> **Job**
Rewrite all of the entries below, changing every "pixel coordinates" to "x and y coordinates" and keeping everything else the same.

##### Data in this exercise #####

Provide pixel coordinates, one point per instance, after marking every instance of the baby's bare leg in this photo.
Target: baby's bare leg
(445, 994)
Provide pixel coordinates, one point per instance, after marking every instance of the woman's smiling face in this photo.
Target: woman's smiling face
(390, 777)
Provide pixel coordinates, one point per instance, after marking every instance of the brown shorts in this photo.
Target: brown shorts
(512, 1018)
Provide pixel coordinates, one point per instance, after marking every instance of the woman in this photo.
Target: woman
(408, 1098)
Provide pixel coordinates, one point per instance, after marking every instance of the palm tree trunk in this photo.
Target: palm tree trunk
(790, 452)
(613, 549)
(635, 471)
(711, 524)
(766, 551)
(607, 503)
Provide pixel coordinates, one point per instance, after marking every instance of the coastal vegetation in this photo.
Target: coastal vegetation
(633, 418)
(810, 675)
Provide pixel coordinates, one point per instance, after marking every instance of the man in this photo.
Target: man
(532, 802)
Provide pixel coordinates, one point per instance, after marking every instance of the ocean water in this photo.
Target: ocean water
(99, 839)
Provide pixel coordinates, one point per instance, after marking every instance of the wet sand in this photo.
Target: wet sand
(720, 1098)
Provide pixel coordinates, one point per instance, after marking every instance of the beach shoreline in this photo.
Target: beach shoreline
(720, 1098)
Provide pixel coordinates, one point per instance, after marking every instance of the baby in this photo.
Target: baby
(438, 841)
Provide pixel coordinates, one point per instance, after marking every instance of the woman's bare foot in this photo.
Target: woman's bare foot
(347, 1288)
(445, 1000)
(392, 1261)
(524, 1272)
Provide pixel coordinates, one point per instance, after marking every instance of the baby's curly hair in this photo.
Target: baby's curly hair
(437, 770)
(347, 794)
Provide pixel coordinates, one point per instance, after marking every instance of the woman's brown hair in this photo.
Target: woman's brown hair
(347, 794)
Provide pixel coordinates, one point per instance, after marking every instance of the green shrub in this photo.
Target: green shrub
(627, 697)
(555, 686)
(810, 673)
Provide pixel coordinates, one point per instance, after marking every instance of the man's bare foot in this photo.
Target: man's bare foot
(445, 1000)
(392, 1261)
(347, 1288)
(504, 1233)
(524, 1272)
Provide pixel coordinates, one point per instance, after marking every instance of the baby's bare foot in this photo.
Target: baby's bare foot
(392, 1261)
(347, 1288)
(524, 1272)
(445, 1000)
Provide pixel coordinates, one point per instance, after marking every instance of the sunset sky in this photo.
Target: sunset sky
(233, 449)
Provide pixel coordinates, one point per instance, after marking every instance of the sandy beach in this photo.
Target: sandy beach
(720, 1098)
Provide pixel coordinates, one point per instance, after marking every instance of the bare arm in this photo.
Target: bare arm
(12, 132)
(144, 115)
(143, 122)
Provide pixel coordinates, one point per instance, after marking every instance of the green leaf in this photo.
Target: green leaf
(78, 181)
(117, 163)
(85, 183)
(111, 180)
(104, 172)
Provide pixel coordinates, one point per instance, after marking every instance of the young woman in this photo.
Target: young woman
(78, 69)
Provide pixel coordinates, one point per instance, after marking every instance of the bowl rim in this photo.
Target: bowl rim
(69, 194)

#####

> **The completed task**
Provide x and y coordinates, one point per instance, after marking every instance of the baby's bare leg in this photo.
Target: baby's bare leg
(445, 994)
Provide x and y coordinates, one point per instance, after marking every instance of the woman's smiling face in this photo.
Target: woman's smiling face
(390, 777)
Provide x and y coordinates, one point per instance, after marking every instance of the brown shorts in this photo.
Target: brown shorts
(512, 1018)
Provide x and y coordinates, one point per instance, after marking every instance of the woman in this photo.
Target: woman
(408, 1098)
Provide x and y coordinates, one point per instance, after marking every instance of the palm tree trunk in this photo.
Target: palm tree trunk
(790, 452)
(613, 549)
(635, 471)
(711, 524)
(766, 551)
(607, 503)
Provide x and y coordinates, one point per instance, after marking every instance of the coastal vegetation in this photo.
Target: coastal vegetation
(633, 418)
(810, 675)
Provide x and y coordinates, one point per instance, after marking every instance of the man in this photo.
Target: man
(532, 802)
Provide x and y coordinates, one point per instance, after marking every instance of the ocean water in this photo.
Target: ocean water
(99, 839)
Provide x and y coordinates, one point per instance, after marking every instance of the wet sand in this photo.
Target: wet sand
(720, 1098)
Provide x and y coordinates, one point per instance, after marking every instance of the beach shoreline in this photo.
Target: beach shoreline
(720, 1098)
Provide x and y coordinates, one point per instance, after marking every instance of the baby in this photo.
Target: baby
(438, 841)
Provide x and y coordinates, one point per instance, after marking every instance of the woman's bare foot in this photo.
Target: woman's bare foot
(347, 1288)
(445, 1000)
(392, 1261)
(524, 1272)
Provide x and y coordinates, one point per instance, after marking every instance of the baby's curly hair in this photo.
Target: baby's curly hair
(437, 770)
(347, 794)
Provide x and y coordinates, one point per instance, after marking every instance of the woman's brown hair in this photo.
Target: woman's brown hair
(347, 794)
Provide x and y coordinates, one point per instance, after marking every instance of the green shrub in this photo.
Target: green shrub
(627, 697)
(555, 686)
(810, 673)
Provide x and y coordinates, one point per instance, after marking every instance of the man's bare foot in this photo.
Target: man's bare foot
(445, 1000)
(392, 1261)
(347, 1288)
(504, 1233)
(524, 1272)
Provide x and y coordinates, one point per instance, after marking every instance of the baby's bare foot in this photo.
Target: baby's bare foot
(392, 1261)
(347, 1288)
(524, 1272)
(445, 1000)
Provide x and y coordinates, one point per instance, after marking every instance of the sunset sky in this photo.
Target: sunset sky
(233, 449)
Provide x and y coordinates, one point per instance, after marking every instance of the sandy beach in this photo.
Target: sandy beach
(720, 1098)
Provide x and y coordinates, one point per instance, after marking every instance of the bare arm in this photo.
Target: bare arm
(12, 132)
(144, 115)
(143, 122)
Provide x and y coordinates, one point per instance, after marking every instance of the green leaf in this photo.
Target: green leaf
(78, 181)
(117, 163)
(85, 183)
(111, 180)
(104, 172)
Provide x and y coordinates, one point per instance, after marking every instance of the young woman in this photo.
Target: young woman
(78, 69)
Provide x and y coordinates, one point per instance, after marking every instance of the bowl rim in this photo.
Target: bowl rim
(69, 194)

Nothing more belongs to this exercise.